_Given problem_
Update the listing from the line containing "Sports-analytics tagging: mark the crane" through the end of the listing, inclusive, changing "crane mast" to "crane boom" and leaving everything else unchanged. Reproduce only those lines.

_Entries supplied_
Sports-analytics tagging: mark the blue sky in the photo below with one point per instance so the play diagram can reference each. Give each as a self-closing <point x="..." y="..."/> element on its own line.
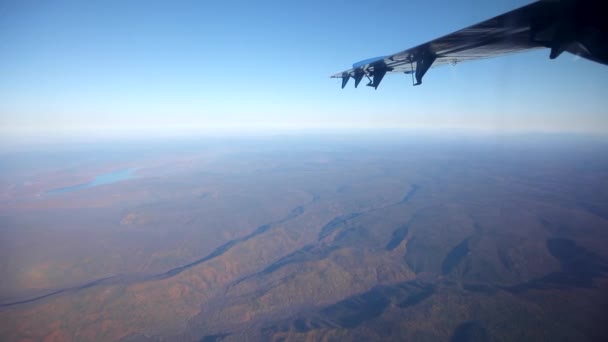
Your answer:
<point x="154" y="66"/>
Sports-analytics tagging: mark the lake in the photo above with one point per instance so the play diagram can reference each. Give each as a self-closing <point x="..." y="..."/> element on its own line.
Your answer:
<point x="103" y="179"/>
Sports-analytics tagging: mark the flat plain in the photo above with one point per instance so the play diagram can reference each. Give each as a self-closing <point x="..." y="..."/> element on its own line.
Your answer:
<point x="343" y="237"/>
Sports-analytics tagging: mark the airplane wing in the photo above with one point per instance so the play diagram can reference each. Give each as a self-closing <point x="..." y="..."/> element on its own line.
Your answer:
<point x="576" y="26"/>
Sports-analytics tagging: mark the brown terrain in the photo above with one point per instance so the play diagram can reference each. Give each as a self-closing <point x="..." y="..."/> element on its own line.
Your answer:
<point x="301" y="239"/>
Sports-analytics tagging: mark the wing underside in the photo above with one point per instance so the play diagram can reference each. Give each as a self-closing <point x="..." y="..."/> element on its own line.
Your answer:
<point x="540" y="24"/>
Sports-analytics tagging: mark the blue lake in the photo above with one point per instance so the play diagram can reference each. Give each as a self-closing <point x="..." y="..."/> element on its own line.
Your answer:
<point x="106" y="178"/>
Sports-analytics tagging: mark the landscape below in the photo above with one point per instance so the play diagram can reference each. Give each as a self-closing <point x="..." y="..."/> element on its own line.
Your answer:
<point x="299" y="238"/>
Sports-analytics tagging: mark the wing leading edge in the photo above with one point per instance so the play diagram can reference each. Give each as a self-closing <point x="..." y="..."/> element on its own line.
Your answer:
<point x="577" y="26"/>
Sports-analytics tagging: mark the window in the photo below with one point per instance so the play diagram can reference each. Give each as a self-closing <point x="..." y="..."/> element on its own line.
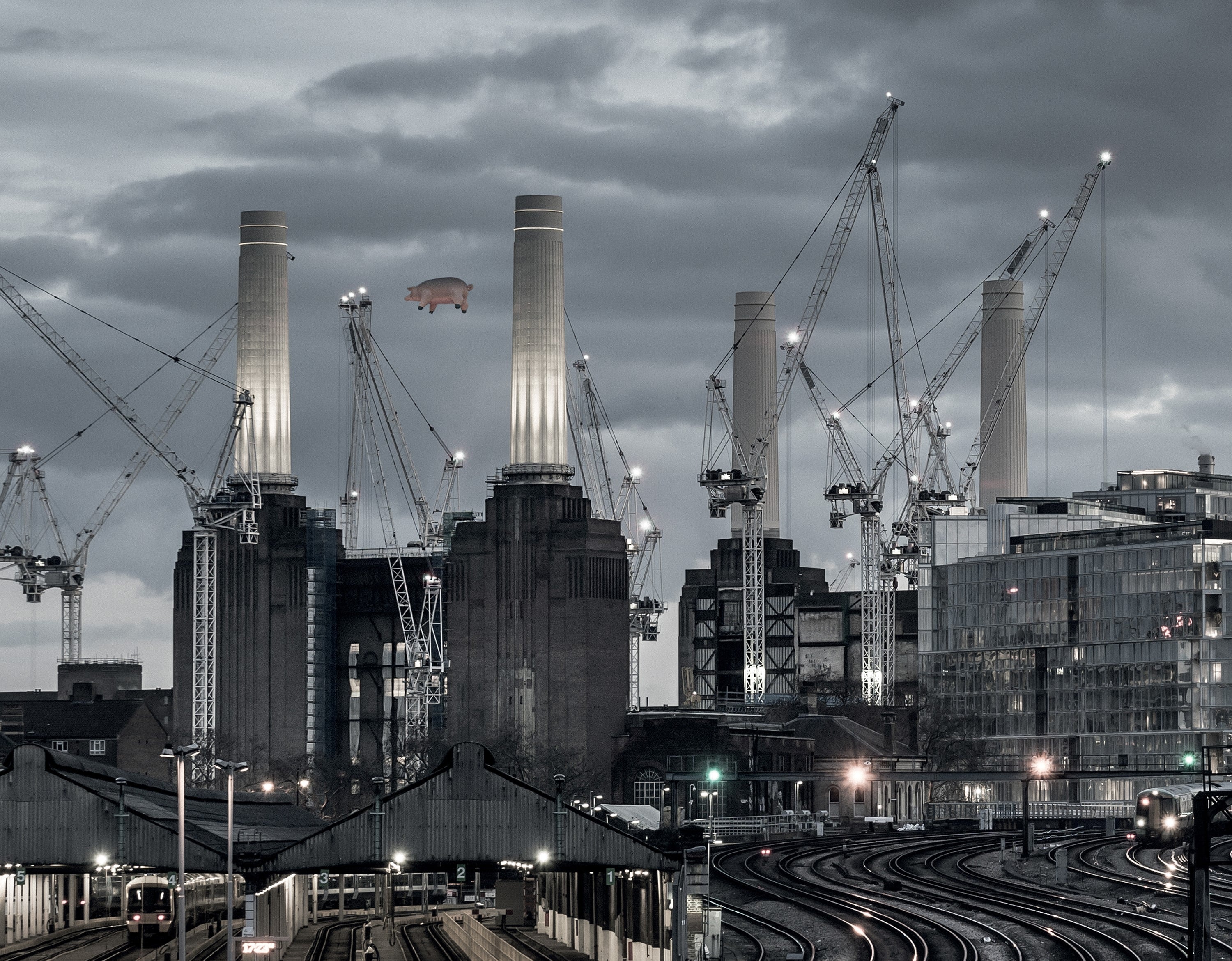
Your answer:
<point x="648" y="788"/>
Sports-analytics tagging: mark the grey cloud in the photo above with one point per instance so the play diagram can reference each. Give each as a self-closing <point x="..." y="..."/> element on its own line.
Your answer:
<point x="561" y="60"/>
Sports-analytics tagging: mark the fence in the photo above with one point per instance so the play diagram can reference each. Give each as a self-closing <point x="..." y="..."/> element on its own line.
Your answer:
<point x="788" y="823"/>
<point x="1044" y="810"/>
<point x="477" y="943"/>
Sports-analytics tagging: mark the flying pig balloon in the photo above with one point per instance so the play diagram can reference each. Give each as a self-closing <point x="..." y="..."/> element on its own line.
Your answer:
<point x="440" y="290"/>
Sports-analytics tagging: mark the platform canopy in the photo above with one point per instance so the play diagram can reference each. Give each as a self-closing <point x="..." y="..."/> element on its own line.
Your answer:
<point x="469" y="811"/>
<point x="62" y="810"/>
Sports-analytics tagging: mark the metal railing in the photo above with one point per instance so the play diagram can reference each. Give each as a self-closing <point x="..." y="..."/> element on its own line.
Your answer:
<point x="971" y="810"/>
<point x="786" y="823"/>
<point x="476" y="942"/>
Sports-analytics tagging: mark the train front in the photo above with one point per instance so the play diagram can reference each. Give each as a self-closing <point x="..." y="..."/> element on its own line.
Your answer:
<point x="149" y="910"/>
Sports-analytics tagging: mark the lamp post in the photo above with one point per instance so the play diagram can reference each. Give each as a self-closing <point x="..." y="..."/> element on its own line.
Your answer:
<point x="232" y="769"/>
<point x="180" y="753"/>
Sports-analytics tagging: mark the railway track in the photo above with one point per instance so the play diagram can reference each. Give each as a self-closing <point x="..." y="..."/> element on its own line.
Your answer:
<point x="949" y="906"/>
<point x="424" y="942"/>
<point x="62" y="947"/>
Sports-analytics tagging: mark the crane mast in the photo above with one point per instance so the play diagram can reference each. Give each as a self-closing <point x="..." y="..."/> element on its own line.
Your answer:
<point x="881" y="559"/>
<point x="745" y="484"/>
<point x="588" y="424"/>
<point x="417" y="668"/>
<point x="214" y="508"/>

_Worked solution_
Sports-analytics tagging: mark the crane boom in the photo above with one point per instance so the play diagram can reference each. Give each as a self-closing <point x="..." y="..."/> element on its own line.
Your answer:
<point x="881" y="559"/>
<point x="745" y="484"/>
<point x="588" y="424"/>
<point x="417" y="668"/>
<point x="214" y="508"/>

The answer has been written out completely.